**EXERCISE**
Copy every one of the records below word for word.
■ ■ ■ ■
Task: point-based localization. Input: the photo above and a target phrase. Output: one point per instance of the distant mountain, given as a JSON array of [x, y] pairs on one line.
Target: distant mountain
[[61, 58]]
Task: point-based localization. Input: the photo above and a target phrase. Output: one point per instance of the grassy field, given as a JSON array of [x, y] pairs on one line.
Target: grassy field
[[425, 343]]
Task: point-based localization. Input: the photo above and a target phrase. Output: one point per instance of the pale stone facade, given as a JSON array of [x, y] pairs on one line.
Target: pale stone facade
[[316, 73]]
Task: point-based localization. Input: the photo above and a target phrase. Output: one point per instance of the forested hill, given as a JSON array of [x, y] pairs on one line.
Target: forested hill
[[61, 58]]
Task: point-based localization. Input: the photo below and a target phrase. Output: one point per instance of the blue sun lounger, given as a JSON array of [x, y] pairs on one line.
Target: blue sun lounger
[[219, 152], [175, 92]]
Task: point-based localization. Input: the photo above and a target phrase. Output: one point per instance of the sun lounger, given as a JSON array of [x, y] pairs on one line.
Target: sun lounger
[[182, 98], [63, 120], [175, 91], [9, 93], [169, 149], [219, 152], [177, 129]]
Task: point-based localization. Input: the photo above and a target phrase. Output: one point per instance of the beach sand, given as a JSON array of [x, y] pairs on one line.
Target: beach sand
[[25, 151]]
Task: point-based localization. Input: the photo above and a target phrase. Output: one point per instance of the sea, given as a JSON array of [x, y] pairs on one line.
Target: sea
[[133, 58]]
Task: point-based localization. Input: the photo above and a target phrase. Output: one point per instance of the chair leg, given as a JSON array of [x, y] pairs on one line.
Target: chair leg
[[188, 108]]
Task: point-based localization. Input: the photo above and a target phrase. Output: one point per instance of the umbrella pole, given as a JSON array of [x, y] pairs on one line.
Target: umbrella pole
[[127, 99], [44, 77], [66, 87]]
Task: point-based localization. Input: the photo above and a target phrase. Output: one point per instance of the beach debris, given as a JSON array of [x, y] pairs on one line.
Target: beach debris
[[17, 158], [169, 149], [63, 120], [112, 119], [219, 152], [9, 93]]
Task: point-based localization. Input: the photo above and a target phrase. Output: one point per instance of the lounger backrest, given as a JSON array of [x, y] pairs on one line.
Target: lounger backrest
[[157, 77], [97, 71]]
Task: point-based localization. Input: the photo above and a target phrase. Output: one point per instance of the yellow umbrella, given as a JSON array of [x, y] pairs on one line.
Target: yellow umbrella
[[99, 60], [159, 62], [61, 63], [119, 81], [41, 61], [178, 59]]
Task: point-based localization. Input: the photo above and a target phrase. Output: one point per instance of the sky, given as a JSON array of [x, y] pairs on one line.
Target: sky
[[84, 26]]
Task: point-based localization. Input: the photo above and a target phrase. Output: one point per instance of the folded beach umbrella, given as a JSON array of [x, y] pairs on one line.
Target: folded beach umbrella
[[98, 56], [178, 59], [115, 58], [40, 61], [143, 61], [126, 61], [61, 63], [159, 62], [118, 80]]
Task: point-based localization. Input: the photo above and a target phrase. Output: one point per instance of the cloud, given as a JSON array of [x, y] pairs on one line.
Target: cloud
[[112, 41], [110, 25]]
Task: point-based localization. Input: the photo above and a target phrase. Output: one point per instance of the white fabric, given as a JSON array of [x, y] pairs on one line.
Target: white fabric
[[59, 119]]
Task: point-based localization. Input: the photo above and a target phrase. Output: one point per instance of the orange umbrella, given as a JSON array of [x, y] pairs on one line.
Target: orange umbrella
■ ■ ■ ■
**IN RESPONSE**
Task: point-based localization. Input: the photo above and a target phrase. Output: one point per instance of the distant mountain, given as a JSON array of [x, y] pairs on one line.
Target: distant mountain
[[61, 58]]
Task: point-based localization. Input: the photo above and a target phrase. Output: one point per instance of the grassy field, given as a JSON array of [x, y] pairs on one line.
Target: grassy field
[[425, 343]]
Task: point-based localization. Input: the photo above and a target phrase. Output: one point per instance of the pale stone facade, given as a JSON array of [x, y] pairs on one line.
Target: pale stone facade
[[316, 73]]
Task: point-based localization. Input: the photo above and a target phrase. Output: one point per instance of the forested hill, given as a JSON array of [x, y] pairs on one line.
Target: forested hill
[[61, 58]]
Task: point-based localization. Input: the photo below and a target phrase. Output: one point per instance of the blue sun lounger, given as a JSON array of [x, y] pairs on one line.
Target: blue sun lounger
[[219, 152], [175, 92]]
Task: point-based localization. Input: the photo above and a target phrase. Output: one point per instance of the sun lounger, given as a JSON array of [x, y] pairs on one line.
Target: sun lounger
[[182, 98], [63, 120], [175, 91], [9, 93], [169, 149], [219, 152], [177, 129]]
Task: point-based localization. Input: the photo above and a target phrase. Output: one point per instance of the beach sand, given as a JSON array of [x, y] pairs on one line.
Target: beach sand
[[25, 151]]
Task: point-based localization. Input: the photo above and a target phrase. Output: one point per instance of the sea, given as a JSON array of [x, y] pairs on one line.
Target: sea
[[133, 58]]
Task: point-based localization. Input: the photo above and a target phrase. Output: one point per instance of the chair leg, given as a JSON array of [x, y] pairs on one line.
Target: chair leg
[[188, 108]]
Task: point-based localization. Input: the photo above and a target phrase. Output: one point per instance of the umbrella pole, given as a JSON array of [x, y] pairs on one line.
Target: umbrella pole
[[127, 99], [44, 77], [66, 87]]
Task: point-based localization. Input: the photo above and a target phrase. Output: one point per instance of the beach debris, given as a JSON array of [x, y] pairs on one line.
Target: beach debris
[[17, 158], [169, 149], [63, 120], [112, 119], [219, 152], [9, 93]]
Task: point-based localization. Input: the photo above and a target phrase. Output: one point per instance of the lounger backrest, given as a JSON array of [x, y] pairs on one line.
Target: lounger backrest
[[157, 77], [97, 71]]
Task: point-based localization. Input: the photo above and a target phrase. Output: one point per instance of the yellow umbrella, given as a JSON array of [x, y] pairs on one line.
Target: yellow umbrella
[[99, 60], [159, 62], [61, 63], [119, 81], [41, 61], [178, 59]]
Task: point-based localization. Input: the photo above and a target phrase. Output: one point per instance of the sky, given as a JSON array of [x, y] pairs on one line.
Target: sky
[[84, 26]]
Task: point-based localization. Input: the photo above and a target phrase. Output: one point per instance of the folded beach umbrella, given as a JSON array of [x, y] pairs on one line.
Target: folded beach umbrella
[[98, 56], [178, 59], [115, 58], [40, 61], [143, 61], [126, 61], [61, 63], [159, 62], [118, 80]]
Task: point-based localization. Input: the photo above and a target phrase. Output: one point per instance of the cloud, given as a JSON array of [x, y] pairs on one line.
Target: cloud
[[112, 41], [110, 25]]
Task: point-based localization. Input: the photo above and a target phrase. Output: one point per instance of the white fabric, given as a JSON array of [x, y] pairs on one line.
Target: white fabric
[[59, 119]]
Task: point-based localization. Input: the photo above and a target phrase. Output: one point per instance of the orange umbrella, given as a JSON array of [x, y] pairs on one line.
Target: orange umbrella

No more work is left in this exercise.